** START OF Text **

Item 5. Audit Committee of Listed Registrants
The registrant has a separately-designated standing audit committee established in accordance with Section 3(a)(58)(A) of the Securities and Exchange Act of 1934, as amended. William H. Park (Chair), Lynn A. Stout and Ralph F. Verni are the members of the registrant’s audit committee.
Item 6. Schedule of Investments
Please see schedule of investments contained in the Report to Stockholders included under Item 1 of this Form N-CSR.

** END OF Text **

**Written instruction**
Reproduce the Form N-CSR excerpt word for word, in full. The items have no connection to the Form N-CSR excerpt.

** START OF Records shown **

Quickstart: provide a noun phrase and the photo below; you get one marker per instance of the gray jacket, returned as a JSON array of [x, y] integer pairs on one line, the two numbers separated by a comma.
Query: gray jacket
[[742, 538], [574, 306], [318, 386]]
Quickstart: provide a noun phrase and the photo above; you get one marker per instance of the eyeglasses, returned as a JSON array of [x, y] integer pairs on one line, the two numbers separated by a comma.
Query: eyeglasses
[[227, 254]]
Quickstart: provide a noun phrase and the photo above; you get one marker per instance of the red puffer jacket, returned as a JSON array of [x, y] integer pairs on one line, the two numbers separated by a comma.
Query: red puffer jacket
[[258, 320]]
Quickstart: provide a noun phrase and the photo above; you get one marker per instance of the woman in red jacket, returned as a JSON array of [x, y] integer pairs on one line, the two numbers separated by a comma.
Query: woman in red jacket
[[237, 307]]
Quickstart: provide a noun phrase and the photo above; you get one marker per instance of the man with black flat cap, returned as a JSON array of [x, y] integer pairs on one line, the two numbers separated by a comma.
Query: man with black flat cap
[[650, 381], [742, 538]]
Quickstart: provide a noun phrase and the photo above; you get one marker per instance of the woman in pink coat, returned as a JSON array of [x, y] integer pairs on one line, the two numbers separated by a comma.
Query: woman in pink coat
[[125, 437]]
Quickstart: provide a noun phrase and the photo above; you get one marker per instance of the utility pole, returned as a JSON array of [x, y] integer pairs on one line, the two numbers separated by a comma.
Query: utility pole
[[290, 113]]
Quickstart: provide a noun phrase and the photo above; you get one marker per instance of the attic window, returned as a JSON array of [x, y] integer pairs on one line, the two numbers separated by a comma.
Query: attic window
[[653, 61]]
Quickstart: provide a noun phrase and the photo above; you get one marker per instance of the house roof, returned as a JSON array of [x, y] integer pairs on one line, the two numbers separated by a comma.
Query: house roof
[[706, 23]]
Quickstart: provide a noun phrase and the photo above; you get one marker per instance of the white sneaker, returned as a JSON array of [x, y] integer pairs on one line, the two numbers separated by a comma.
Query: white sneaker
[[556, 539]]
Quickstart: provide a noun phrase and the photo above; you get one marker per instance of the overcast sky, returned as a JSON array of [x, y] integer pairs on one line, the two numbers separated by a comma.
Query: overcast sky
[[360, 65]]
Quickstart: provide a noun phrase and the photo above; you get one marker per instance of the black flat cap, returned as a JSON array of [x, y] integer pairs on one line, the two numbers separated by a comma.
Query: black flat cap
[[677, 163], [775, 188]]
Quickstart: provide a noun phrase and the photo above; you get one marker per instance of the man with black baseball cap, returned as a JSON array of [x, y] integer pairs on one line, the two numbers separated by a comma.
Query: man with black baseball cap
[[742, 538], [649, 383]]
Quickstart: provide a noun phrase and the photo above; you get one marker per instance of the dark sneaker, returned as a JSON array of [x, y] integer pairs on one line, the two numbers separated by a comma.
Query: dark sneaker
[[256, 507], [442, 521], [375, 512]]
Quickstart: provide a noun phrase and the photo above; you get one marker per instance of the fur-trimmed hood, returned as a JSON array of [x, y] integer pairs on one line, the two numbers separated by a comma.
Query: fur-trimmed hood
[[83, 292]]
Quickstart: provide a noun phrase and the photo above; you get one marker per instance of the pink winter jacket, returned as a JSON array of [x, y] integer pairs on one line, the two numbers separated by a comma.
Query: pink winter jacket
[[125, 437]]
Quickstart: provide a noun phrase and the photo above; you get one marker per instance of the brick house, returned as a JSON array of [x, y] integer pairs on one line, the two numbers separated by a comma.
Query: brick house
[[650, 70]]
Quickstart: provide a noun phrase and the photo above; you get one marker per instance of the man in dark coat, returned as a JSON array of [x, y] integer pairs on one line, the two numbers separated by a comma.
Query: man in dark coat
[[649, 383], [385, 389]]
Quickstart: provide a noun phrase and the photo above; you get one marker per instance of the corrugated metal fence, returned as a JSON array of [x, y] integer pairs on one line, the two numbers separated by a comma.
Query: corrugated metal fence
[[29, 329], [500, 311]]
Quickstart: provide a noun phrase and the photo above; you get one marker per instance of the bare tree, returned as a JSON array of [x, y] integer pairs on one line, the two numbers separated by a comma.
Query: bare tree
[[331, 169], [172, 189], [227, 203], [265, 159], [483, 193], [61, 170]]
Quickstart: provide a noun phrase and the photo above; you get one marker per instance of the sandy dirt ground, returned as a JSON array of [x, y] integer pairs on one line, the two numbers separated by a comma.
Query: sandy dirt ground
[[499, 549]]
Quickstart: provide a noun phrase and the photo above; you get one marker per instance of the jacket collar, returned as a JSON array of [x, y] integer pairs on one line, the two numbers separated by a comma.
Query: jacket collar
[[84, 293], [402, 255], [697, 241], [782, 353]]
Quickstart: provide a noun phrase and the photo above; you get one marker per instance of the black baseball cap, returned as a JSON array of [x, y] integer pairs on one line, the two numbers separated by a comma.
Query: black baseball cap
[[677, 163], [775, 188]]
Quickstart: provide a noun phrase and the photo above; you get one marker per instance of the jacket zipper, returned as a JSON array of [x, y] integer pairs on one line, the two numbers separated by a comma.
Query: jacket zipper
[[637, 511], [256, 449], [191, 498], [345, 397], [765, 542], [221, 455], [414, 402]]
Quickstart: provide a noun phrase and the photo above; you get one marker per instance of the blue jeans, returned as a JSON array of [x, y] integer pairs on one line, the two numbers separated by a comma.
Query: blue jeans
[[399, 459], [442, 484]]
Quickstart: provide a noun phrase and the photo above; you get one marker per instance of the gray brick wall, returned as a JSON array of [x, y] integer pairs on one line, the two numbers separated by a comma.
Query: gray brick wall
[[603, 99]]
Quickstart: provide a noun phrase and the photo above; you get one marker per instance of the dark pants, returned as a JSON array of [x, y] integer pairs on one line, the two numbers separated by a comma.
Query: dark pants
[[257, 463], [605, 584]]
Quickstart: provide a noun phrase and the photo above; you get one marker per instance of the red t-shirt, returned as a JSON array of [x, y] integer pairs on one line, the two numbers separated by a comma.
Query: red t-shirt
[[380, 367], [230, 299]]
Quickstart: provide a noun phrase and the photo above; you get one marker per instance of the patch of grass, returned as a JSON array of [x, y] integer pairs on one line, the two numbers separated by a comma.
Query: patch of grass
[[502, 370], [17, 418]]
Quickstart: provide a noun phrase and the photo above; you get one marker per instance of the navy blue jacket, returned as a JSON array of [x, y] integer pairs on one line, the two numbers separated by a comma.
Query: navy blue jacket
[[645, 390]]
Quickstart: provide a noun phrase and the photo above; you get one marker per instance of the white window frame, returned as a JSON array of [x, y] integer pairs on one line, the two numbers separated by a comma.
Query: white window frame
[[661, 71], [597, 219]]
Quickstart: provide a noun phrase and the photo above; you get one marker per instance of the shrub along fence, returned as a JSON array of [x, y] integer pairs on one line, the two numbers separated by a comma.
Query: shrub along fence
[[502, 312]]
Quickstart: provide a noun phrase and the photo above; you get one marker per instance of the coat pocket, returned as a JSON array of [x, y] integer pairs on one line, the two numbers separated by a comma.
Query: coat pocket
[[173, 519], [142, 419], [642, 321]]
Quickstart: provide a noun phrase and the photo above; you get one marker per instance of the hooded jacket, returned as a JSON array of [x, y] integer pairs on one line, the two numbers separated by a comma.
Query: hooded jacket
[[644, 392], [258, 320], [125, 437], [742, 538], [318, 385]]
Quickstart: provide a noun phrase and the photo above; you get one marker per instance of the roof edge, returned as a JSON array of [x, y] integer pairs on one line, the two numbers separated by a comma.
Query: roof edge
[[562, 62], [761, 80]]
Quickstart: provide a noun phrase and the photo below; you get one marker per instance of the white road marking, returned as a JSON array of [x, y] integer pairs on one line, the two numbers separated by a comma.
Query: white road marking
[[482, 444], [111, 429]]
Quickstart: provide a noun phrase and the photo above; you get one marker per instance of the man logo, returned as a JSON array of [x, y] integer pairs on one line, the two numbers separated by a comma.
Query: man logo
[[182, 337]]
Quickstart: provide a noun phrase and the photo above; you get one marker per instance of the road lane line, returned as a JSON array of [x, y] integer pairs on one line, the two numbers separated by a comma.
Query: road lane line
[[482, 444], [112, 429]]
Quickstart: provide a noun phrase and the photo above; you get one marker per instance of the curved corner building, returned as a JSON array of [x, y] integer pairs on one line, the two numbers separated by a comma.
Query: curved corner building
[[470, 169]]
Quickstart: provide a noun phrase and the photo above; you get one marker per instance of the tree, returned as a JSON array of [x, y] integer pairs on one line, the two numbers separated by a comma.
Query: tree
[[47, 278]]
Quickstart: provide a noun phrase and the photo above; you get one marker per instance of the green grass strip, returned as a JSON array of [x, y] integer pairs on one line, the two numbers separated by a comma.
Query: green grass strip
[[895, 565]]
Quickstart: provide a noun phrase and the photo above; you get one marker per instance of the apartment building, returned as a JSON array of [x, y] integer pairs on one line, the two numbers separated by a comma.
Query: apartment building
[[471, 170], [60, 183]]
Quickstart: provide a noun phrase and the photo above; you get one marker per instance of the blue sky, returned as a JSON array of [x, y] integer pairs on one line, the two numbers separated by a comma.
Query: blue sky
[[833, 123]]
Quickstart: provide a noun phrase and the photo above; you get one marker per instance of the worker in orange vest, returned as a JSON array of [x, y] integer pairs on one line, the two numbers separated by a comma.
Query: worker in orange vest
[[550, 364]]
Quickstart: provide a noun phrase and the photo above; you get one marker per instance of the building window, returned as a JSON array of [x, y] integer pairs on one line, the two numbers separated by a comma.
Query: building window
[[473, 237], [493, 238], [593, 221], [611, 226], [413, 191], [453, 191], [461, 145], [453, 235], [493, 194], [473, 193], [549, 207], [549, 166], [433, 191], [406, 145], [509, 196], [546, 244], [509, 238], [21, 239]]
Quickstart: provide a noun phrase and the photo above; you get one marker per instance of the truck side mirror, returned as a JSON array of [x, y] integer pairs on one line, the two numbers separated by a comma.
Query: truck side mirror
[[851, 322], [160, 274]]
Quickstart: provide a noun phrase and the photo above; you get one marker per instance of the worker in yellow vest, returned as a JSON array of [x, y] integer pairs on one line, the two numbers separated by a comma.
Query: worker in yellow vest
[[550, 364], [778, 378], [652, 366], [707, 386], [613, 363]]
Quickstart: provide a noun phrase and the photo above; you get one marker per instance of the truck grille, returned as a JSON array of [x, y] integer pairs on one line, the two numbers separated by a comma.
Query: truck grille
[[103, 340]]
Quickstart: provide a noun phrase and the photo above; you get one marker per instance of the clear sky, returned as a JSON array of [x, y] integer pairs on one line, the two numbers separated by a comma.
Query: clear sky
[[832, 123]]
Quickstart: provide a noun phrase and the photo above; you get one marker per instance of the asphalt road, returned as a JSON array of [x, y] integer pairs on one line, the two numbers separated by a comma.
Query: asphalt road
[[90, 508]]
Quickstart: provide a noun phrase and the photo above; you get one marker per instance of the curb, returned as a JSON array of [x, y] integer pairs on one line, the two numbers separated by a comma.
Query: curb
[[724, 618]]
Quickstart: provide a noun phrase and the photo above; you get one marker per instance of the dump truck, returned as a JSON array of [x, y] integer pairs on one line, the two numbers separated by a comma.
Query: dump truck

** END OF Records shown **

**Written answer**
Item 5. Audit Committee of Listed Registrants
The registrant has a separately-designated standing audit committee established in accordance with Section 3(a)(58)(A) of the Securities and Exchange Act of 1934, as amended. William H. Park (Chair), Lynn A. Stout and Ralph F. Verni are the members of the registrant’s audit committee.
Item 6. Schedule of Investments
Please see schedule of investments contained in the Report to Stockholders included under Item 1 of this Form N-CSR.